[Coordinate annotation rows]
--------
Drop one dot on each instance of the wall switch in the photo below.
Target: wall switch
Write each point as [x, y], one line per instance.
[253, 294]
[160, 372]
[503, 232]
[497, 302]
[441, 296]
--------
The exercise | Convert every line of the rows above into a Markdown table with the columns Number and Line, skipping any blank lines.

Answer to this problem |
| Number | Line |
|---|---|
| 1 | Drop one dot on each instance of the wall switch in the photo below. |
| 2 | Target: wall switch |
| 3 | Write each point as [x, y], one line per instance. |
| 4 | [253, 294] |
| 5 | [160, 372] |
| 6 | [503, 232] |
| 7 | [497, 302] |
| 8 | [441, 296] |